## begin
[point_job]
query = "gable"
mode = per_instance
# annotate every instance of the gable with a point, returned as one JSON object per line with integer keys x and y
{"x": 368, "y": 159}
## end
Work to do: Express the rows above as a two-column CSV with the header "instruction" and "target," giving one line per row: the row's text, then its answer. Wrap each field in double quotes and replace any line breaks with spaces.

Output:
instruction,target
"[point_job] query = ""gable"" mode = per_instance # annotate every instance of the gable with a point, returned as one JSON object per line with integer keys x and y","{""x"": 368, ""y"": 159}"